▶ _PROBLEM DETAILS_: In the jq article, write out everything from "Separating tags from" down to "of the values.", word for word.

━━━━━ PAGE TEXT ━━━━━

Reshaping data values using jq's with_entries
Receipt of a JSON file containing valid tags for tutorial metadata gave me the perfect opportunity to explore it and learn a bit more jq in the process.
For each of our tutorials in SAP's Tutorial Navigator, we have metadata in the frontmatter. Here's an example from the Learn About OData Fundamentals tutorial:
author_name: DJ Adams
author_profile: https://github.com/qmacro
title: Learn about OData Fundamentals
description: Discover OData's origins and learn about the fundamentals of OData by exploring a public OData service.
auto_validation: false
primary_tag: software-product>sap-business-technology-platform
tags: [ software-product>sap-business-technology-platform, topic>cloud, programming-tool>odata, tutorial>beginner ]
time: 15
I received a JSON file with updated valid tags, against which I could check the values for the primary_tag
and tags
properties. The tags were arranged like this (drastically reduced to save space here):
{
"level": [
{
"name": "Beginner",
"value": " tutorial>beginner"
},
{
"name": "Intermediate",
"value": " tutorial>intermediate"
},
{
"name": "Advanced",
"value": " tutorial>advanced"
}
],
"common": [
{
"name": "ABAP Connectivity",
"value": "topic>abap-connectivity"
},
{
"name": "ABAP Development",
"value": "programming-tool>abap-development"
},
{
"name": "ABAP Extensibility",
"value": "programming-tool>abap-extensibility"
},
{
"name": "Android",
"value": "operating-system>android"
},
{
"name": "Artificial Intelligence",
"value": "topic>artificial-intelligence"
},
{
"name": "Big Data",
"value": "topic>big-data"
}
]
}
I wanted to explore the tags by "category", the part before the >
symbol in the value
properties. In the above excerpt (in the common
object, which is where the main list of tags are), there are the following categories: topic
, programming-tool
and operating-system
.
Separating tags from categories with split
First, I used split to separate out the categories and tags by splitting on the >
symbol in each of the values.
.common
| map(.value | split(">"))
This produces an array of arrays. The outer array is the result of running map
(which takes an array and produces an array) and the inner arrays are the result of running split
on each category>tag
pattern in the value
properties:
[
[
"topic",
"abap-connectivity"
],
[
"programming-tool",
"abap-development"
],
[
"programming-tool",
"abap-extensibility"
],
[
"operating-system",
"android"
],
[
"topic",
"artificial-intelligence"
],
[
"topic",
"big-data"
]
Grouping by categories with group_by
The categories are the first values in each of the inner arrays, so next is to group the inner arrays by those categories:
.common
| map(.value | split(">"))
| group_by(.[0])

━━━━━ STORED DATA ━━━━━

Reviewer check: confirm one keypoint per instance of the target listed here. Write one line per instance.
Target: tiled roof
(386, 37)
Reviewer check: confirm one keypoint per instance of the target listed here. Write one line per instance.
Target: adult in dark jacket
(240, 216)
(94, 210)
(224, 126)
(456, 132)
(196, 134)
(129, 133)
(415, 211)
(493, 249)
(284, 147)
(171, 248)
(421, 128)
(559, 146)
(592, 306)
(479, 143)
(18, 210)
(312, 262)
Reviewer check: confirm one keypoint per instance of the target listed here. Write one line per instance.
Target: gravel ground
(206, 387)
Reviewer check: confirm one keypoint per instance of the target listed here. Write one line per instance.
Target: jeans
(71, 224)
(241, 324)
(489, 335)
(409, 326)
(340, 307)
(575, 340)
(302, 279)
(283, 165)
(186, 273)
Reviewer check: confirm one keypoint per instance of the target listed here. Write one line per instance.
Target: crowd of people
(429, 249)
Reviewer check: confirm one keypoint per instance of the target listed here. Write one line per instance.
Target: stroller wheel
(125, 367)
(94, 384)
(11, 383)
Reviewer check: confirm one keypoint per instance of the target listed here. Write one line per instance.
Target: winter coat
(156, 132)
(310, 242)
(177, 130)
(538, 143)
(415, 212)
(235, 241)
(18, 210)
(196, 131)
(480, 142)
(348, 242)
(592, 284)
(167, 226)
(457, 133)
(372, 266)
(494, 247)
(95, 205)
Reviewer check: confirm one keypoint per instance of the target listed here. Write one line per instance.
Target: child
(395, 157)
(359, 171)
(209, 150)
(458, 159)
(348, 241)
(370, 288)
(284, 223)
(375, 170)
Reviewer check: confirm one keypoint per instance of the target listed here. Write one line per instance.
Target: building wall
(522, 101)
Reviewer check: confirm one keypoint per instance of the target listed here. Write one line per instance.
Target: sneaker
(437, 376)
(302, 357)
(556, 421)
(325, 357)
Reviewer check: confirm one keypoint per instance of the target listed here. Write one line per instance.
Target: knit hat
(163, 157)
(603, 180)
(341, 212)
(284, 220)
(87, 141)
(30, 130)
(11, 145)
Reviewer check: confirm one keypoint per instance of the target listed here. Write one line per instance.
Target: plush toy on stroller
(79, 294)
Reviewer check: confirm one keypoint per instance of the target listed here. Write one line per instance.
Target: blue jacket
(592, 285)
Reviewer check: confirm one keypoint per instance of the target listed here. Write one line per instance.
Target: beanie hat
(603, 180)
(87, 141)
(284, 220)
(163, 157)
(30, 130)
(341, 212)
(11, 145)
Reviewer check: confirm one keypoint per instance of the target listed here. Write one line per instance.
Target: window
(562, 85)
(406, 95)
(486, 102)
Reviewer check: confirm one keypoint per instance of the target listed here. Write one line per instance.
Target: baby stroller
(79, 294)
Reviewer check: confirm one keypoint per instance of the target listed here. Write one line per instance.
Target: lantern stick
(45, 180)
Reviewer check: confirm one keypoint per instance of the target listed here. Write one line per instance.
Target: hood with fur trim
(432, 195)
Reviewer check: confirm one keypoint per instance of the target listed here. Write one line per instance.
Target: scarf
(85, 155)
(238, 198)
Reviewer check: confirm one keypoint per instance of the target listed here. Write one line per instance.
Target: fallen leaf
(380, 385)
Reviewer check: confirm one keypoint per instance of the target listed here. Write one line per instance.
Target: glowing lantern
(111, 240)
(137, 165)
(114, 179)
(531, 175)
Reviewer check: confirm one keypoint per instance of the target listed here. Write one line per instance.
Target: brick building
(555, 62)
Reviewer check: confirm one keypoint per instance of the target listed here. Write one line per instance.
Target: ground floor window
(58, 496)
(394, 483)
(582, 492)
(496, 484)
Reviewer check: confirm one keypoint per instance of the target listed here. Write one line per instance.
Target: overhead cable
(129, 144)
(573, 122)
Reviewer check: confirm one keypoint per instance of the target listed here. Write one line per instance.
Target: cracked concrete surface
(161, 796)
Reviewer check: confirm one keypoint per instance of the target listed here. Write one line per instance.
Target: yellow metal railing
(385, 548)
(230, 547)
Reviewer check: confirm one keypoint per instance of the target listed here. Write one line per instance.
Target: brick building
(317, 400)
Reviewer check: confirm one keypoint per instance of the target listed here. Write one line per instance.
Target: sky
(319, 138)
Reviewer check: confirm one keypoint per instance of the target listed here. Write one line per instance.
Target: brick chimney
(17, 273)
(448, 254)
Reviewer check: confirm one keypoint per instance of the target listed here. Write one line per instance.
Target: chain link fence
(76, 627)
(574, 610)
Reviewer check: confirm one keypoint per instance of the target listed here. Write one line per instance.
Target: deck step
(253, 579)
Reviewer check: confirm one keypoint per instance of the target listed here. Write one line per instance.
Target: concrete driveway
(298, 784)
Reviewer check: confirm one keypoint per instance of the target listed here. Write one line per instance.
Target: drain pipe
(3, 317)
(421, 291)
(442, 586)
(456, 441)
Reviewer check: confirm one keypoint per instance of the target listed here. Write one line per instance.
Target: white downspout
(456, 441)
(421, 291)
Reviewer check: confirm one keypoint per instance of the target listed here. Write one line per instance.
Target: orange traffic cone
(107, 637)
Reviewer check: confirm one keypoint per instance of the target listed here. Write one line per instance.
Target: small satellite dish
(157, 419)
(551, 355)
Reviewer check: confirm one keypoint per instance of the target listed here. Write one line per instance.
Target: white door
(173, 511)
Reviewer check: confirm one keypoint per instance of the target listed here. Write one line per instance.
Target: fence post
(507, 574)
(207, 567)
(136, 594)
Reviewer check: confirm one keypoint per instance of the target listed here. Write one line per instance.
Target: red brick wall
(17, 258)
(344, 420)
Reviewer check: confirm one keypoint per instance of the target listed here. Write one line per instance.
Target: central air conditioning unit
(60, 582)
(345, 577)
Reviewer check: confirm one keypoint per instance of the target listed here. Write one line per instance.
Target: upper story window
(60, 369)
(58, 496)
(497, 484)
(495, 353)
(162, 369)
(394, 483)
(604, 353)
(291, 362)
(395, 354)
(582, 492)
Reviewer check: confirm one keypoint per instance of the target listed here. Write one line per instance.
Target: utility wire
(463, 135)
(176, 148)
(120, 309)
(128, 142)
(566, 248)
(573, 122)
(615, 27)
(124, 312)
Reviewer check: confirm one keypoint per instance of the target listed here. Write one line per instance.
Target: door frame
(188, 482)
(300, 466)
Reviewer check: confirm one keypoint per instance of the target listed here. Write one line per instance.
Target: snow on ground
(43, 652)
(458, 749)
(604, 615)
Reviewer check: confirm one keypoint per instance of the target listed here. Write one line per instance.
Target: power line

━━━━━

▶ _FINISHED TASK_:
Separating tags from categories with split
First, I used split to separate out the categories and tags by splitting on the >
symbol in each of the values.